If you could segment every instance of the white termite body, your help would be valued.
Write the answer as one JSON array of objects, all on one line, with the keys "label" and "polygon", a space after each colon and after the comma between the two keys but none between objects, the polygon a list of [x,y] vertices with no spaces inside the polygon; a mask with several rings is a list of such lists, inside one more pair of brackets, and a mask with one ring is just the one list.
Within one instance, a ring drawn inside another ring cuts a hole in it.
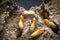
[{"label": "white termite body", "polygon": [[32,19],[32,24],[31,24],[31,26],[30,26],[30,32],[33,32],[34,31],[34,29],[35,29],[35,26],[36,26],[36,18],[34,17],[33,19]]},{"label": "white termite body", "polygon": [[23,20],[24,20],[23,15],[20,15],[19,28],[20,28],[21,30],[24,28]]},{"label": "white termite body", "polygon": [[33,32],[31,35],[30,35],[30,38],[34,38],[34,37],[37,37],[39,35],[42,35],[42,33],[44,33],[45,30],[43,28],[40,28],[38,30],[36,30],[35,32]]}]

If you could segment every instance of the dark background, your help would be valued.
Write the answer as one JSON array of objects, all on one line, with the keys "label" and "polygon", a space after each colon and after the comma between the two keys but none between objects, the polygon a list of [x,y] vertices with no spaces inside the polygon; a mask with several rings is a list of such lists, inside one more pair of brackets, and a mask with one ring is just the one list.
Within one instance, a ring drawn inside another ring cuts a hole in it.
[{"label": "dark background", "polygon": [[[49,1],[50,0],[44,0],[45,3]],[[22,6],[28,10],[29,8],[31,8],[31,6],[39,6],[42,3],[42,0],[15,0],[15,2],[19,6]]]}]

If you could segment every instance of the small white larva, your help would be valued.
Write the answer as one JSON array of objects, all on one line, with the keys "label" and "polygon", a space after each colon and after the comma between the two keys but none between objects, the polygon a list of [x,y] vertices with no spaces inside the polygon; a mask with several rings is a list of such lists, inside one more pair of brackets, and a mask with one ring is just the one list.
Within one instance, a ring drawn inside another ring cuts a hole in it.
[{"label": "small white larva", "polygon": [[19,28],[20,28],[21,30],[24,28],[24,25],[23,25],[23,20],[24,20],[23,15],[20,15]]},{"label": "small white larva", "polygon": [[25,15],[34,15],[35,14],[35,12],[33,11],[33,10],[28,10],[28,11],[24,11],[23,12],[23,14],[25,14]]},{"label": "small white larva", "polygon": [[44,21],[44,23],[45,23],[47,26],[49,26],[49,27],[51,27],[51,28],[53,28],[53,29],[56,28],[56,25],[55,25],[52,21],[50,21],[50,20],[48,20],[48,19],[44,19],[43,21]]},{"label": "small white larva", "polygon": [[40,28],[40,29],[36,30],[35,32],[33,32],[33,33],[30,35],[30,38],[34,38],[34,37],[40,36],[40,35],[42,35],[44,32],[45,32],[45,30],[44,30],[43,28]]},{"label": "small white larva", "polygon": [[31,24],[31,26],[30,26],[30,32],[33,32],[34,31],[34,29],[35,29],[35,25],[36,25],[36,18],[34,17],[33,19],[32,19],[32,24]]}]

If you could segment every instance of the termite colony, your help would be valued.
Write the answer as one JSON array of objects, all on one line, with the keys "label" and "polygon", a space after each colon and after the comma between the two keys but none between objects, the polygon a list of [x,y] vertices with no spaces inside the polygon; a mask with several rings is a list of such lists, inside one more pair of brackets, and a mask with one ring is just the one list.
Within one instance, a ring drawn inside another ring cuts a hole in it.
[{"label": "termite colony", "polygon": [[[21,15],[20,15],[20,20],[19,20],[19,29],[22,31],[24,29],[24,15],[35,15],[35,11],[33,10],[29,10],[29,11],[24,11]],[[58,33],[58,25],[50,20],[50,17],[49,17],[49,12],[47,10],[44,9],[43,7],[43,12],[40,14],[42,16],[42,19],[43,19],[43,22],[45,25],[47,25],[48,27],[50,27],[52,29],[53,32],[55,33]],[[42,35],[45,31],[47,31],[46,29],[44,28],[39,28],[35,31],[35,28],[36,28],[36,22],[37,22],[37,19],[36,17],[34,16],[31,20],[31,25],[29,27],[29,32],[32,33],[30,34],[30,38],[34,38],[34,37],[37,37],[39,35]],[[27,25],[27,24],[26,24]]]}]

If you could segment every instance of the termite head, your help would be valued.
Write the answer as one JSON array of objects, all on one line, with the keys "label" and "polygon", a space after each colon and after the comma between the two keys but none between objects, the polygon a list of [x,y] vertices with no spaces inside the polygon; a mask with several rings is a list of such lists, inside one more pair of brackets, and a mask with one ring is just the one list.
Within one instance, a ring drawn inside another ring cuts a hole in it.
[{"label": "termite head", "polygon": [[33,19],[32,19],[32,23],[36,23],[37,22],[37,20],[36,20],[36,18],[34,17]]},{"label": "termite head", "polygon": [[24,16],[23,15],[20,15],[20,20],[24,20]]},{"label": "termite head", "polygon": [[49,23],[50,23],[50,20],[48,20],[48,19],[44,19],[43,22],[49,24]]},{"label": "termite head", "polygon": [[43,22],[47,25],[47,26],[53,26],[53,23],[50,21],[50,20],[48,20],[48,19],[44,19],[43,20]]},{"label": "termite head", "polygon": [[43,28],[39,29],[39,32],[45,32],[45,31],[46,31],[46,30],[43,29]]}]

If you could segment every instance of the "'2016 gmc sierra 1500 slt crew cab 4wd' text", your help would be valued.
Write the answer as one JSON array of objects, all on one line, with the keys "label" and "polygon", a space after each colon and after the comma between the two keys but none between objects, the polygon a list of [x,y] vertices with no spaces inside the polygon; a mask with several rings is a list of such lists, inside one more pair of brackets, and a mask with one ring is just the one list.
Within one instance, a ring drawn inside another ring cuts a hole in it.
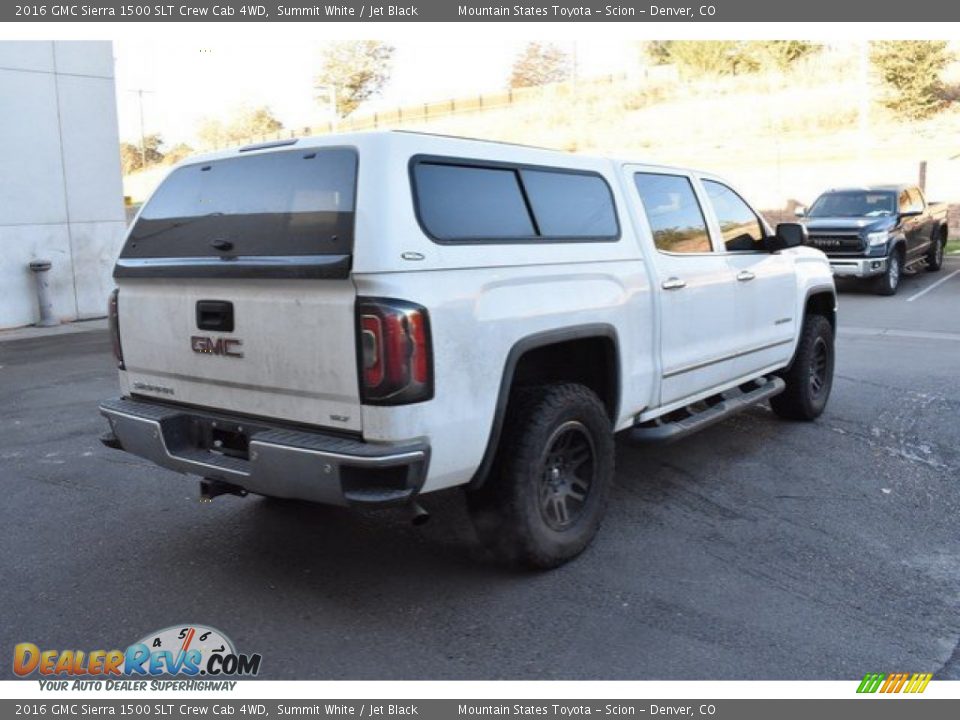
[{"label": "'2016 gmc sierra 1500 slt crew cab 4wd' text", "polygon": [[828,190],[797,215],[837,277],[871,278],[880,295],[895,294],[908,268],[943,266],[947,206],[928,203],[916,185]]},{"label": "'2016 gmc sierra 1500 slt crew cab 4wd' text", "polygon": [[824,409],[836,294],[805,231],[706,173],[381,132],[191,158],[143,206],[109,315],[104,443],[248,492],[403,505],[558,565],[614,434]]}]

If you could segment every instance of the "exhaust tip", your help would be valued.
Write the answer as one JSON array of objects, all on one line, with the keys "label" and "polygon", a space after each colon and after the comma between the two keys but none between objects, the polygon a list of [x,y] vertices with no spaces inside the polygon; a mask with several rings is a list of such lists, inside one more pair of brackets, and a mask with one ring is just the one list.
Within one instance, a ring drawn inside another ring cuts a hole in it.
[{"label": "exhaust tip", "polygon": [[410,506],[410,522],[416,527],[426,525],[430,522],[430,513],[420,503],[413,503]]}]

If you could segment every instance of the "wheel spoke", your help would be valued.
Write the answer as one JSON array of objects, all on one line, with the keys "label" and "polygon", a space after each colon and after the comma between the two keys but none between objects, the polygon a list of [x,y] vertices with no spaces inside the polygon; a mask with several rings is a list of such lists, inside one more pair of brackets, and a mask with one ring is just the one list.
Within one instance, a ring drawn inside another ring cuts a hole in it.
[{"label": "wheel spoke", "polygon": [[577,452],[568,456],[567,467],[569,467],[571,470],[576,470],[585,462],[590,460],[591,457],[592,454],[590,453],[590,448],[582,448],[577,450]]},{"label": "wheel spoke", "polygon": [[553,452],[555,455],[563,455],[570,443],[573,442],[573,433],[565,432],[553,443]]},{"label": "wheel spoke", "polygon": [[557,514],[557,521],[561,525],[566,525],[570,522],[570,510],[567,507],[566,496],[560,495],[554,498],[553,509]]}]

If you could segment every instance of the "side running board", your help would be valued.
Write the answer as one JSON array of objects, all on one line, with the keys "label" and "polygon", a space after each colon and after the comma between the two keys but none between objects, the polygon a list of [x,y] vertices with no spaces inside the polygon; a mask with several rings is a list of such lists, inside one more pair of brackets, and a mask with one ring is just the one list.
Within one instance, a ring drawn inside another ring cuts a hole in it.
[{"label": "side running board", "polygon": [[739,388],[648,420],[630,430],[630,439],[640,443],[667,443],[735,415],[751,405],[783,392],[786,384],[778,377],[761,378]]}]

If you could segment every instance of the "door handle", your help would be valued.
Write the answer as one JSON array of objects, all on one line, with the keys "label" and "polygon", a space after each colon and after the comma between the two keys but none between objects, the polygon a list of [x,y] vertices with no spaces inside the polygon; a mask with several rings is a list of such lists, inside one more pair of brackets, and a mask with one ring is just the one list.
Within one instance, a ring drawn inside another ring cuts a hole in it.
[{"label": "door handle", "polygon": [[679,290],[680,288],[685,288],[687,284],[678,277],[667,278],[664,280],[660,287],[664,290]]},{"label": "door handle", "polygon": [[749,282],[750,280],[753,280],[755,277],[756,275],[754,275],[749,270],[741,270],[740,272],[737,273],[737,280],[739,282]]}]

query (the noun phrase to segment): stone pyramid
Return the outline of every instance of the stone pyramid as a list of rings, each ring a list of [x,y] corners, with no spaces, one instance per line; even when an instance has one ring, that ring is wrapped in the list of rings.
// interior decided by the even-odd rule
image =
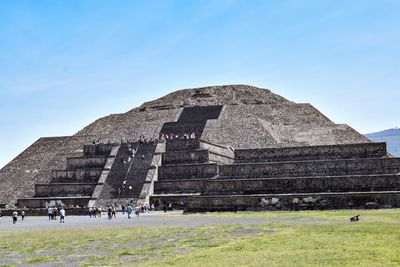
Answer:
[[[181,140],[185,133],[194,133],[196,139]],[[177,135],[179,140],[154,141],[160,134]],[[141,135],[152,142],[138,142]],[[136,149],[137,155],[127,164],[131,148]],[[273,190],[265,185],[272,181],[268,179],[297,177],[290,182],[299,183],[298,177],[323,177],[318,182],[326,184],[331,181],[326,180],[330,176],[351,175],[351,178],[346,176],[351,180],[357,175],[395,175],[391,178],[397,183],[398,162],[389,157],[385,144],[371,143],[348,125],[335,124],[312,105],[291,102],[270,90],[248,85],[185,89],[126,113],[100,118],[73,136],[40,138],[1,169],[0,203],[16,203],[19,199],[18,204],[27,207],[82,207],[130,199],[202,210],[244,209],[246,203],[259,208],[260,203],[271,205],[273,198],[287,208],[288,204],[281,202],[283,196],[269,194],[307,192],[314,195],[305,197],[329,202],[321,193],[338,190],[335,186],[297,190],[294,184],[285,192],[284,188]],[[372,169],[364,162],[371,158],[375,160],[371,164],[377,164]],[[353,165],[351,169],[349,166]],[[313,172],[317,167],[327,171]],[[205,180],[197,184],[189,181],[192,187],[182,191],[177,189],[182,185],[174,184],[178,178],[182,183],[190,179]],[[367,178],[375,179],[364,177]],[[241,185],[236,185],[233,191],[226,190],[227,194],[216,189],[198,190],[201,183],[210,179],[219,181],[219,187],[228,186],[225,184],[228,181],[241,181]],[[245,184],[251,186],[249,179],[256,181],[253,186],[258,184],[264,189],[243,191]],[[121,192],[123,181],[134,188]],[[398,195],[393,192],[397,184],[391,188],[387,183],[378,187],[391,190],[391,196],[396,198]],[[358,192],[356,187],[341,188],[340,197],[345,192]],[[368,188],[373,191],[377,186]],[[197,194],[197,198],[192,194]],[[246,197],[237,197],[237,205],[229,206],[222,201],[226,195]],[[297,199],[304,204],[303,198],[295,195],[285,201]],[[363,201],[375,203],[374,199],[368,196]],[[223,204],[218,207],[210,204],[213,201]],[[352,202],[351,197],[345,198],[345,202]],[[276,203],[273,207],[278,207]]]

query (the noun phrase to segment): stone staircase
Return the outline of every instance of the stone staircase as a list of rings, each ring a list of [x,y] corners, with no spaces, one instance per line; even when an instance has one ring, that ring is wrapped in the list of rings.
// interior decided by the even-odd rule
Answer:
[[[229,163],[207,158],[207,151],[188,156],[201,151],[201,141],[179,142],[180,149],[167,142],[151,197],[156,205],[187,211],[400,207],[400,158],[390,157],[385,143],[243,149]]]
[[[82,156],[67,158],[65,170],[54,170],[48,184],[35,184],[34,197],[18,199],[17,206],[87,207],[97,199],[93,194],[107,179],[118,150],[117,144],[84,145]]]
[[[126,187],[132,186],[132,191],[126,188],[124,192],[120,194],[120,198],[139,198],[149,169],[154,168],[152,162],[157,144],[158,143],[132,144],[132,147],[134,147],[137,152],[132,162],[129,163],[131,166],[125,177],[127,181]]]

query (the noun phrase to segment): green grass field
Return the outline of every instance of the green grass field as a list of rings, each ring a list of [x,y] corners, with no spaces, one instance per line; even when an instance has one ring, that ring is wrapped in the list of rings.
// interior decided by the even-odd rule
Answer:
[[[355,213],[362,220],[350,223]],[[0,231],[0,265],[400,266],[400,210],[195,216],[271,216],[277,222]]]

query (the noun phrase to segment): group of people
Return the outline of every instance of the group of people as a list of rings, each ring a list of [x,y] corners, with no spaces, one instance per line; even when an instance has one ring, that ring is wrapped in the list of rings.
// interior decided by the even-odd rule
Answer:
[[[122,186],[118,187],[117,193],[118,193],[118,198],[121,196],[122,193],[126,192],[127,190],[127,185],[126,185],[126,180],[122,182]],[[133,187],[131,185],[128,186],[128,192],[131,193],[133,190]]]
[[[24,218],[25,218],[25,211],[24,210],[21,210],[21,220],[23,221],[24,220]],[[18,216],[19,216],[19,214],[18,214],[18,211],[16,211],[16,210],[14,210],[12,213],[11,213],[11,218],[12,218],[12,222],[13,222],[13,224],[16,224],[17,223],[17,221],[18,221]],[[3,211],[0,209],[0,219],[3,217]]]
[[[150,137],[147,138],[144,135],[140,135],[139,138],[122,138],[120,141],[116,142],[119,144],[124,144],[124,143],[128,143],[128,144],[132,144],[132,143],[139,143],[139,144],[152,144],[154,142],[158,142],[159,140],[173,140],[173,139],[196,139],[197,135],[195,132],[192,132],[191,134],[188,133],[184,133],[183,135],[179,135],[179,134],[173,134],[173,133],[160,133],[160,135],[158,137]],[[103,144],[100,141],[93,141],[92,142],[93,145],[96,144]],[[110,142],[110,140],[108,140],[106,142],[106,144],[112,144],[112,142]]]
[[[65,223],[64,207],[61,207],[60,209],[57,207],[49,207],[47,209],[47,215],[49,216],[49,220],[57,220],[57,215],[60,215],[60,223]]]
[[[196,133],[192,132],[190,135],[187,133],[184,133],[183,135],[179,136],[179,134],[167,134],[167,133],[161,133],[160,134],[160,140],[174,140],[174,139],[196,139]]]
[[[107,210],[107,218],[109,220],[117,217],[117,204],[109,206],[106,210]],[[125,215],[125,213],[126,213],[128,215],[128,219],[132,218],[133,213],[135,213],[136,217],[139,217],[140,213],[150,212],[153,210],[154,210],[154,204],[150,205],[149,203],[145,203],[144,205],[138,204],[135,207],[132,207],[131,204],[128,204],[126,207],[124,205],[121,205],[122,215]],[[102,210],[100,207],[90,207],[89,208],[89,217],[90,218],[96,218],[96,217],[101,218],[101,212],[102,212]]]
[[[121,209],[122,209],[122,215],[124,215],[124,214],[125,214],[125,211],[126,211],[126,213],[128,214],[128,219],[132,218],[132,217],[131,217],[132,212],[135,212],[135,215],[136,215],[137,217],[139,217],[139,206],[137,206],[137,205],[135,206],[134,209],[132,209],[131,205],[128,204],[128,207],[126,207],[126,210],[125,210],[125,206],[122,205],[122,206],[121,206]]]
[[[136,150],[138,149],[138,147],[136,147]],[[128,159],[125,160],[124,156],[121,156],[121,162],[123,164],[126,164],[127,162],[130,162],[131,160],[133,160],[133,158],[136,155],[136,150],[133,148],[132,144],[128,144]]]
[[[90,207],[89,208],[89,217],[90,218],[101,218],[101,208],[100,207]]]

### [Your assignment]
Across all lines above, count those with the string "field". Only the number is wanted.

### [Result]
2